## Aim:
Copy these records verbatim, every line unchanged.
-- START Supplied entries --
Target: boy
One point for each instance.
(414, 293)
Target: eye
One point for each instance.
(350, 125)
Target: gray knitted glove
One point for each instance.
-- END Supplied entries --
## Correct result:
Target: boy
One point for each instance.
(414, 293)
Target: eye
One point for each instance.
(350, 125)
Target: gray knitted glove
One point for each instance.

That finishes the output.